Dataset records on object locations
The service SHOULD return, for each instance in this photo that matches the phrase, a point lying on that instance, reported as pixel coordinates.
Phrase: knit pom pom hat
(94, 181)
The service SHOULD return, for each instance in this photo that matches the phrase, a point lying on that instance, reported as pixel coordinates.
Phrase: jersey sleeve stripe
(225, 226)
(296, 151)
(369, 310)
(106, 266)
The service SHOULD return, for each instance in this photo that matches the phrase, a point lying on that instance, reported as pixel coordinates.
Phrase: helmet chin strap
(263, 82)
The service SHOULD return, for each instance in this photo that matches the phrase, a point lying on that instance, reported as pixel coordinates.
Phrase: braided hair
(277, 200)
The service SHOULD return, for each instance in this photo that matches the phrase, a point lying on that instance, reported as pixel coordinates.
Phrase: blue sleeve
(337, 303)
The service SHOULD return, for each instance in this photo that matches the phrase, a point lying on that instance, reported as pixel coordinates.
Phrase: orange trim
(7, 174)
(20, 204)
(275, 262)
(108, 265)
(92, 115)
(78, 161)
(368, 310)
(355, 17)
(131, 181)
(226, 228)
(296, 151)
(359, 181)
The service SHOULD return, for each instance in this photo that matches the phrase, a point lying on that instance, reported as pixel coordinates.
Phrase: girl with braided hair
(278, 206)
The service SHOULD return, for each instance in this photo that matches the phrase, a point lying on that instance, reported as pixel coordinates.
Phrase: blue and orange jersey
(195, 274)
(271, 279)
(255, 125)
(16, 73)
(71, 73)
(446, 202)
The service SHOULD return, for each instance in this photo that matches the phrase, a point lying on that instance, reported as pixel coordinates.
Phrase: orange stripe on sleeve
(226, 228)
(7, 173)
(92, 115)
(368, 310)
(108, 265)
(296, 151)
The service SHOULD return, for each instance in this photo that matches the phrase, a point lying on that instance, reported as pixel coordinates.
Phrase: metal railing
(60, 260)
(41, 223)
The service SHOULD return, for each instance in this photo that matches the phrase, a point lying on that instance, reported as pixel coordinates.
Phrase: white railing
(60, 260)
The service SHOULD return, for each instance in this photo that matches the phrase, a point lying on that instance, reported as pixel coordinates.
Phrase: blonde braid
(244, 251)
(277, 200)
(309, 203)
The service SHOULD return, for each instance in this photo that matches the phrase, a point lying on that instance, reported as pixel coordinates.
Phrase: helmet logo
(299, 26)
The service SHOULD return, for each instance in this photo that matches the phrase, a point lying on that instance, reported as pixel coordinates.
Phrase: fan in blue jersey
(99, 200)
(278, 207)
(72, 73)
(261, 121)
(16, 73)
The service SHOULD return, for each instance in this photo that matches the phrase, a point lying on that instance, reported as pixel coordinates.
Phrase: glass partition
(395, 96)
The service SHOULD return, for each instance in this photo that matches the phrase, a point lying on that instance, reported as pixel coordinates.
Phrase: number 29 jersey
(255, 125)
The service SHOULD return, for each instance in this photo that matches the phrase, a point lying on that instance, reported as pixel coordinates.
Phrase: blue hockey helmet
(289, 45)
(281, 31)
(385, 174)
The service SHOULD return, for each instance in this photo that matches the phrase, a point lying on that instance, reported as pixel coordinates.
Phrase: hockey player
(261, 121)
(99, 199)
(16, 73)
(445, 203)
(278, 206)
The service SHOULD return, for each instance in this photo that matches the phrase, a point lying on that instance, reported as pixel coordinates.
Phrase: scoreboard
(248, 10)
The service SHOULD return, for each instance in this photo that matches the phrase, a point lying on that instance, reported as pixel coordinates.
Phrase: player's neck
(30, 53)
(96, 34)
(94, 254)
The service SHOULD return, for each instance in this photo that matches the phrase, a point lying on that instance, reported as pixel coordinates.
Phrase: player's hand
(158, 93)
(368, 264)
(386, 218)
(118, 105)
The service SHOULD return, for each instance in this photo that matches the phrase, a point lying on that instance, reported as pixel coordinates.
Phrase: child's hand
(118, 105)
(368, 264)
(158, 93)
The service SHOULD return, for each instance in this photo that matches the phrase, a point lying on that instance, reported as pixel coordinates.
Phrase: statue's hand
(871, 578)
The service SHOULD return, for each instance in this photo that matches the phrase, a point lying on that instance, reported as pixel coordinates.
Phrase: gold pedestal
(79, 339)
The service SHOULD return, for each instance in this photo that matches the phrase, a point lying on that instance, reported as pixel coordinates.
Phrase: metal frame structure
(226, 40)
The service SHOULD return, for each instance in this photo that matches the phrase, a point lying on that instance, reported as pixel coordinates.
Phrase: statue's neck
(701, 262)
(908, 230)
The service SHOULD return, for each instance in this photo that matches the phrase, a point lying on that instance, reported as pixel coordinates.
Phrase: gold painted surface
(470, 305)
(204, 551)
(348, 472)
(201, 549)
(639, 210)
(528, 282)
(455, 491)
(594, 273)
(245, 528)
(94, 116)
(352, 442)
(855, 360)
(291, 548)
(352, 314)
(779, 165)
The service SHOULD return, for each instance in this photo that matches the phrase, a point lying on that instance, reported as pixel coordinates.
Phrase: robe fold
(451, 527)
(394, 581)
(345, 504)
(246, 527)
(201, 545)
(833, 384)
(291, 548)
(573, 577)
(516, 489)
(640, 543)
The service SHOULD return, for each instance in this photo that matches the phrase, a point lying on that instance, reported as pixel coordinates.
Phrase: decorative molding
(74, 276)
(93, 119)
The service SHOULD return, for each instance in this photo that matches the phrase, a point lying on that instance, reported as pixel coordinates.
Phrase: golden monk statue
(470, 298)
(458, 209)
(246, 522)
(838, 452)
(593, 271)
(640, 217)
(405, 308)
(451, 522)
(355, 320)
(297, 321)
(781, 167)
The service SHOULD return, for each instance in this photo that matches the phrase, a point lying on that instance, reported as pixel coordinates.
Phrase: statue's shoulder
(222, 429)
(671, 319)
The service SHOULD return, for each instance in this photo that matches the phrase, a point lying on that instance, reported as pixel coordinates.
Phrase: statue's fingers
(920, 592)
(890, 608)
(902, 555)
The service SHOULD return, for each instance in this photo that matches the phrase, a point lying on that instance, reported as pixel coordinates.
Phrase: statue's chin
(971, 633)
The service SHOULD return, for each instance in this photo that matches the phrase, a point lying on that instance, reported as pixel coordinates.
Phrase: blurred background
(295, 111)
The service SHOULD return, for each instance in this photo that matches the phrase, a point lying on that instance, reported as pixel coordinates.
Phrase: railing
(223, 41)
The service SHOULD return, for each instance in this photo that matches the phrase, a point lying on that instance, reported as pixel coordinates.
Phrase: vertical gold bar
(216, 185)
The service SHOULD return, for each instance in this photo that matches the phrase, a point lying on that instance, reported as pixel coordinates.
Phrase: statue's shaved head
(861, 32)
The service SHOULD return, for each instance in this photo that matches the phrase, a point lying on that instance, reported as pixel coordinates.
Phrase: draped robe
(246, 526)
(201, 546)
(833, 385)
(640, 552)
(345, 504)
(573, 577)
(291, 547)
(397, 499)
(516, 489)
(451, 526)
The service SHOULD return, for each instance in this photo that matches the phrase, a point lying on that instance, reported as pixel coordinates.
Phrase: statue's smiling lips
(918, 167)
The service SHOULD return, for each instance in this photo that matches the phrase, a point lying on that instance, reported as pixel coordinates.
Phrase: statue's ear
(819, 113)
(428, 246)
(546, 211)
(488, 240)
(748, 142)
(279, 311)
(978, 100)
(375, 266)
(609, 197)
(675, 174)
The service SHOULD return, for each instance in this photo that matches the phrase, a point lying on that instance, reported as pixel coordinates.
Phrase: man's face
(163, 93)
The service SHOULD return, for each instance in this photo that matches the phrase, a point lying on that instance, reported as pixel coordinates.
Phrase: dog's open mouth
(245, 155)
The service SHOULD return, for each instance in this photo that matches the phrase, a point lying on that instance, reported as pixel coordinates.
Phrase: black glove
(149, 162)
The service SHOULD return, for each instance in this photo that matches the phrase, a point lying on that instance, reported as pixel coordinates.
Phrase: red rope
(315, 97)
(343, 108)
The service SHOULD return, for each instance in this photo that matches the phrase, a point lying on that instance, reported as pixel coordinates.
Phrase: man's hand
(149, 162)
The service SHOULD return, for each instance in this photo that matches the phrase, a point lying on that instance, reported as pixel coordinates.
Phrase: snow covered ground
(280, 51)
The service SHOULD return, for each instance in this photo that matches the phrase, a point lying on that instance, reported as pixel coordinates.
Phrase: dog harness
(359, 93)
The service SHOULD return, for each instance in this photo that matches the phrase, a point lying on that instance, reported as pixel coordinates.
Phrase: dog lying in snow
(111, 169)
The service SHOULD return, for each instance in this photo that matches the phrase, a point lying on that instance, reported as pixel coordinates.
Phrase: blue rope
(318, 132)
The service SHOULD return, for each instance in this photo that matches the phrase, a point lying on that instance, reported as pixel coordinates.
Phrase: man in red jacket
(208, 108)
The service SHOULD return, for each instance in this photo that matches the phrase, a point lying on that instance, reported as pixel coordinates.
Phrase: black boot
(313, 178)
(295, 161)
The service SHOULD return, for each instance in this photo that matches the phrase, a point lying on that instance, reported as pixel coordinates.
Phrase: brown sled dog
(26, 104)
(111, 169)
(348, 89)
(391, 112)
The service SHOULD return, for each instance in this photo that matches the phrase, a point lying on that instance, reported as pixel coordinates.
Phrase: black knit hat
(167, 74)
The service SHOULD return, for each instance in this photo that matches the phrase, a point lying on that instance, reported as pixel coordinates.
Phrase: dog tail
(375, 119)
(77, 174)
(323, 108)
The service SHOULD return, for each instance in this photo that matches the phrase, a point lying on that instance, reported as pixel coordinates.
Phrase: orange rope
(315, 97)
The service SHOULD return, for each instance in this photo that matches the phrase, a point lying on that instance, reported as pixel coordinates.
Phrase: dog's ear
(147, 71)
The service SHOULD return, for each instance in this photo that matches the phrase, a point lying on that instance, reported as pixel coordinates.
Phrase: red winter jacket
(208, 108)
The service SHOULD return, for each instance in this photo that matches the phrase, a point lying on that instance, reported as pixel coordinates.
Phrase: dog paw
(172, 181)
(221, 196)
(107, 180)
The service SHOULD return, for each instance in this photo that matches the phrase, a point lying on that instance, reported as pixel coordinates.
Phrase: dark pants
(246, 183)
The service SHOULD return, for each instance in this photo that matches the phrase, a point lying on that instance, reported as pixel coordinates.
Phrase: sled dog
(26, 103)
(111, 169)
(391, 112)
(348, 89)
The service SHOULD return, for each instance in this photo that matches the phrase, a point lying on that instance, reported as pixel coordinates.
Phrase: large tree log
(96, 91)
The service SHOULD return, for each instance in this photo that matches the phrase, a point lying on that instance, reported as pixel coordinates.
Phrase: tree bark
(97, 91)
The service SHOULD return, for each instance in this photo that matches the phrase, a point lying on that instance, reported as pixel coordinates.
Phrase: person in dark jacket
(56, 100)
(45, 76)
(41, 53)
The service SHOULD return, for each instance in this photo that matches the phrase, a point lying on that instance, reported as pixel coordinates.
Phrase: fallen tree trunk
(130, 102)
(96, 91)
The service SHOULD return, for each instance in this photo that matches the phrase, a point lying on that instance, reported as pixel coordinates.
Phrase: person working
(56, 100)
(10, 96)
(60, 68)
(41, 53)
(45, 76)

Challenge – How many lines in the rows above contain the word "hand"? Reply with the number alone.

Solution below – 4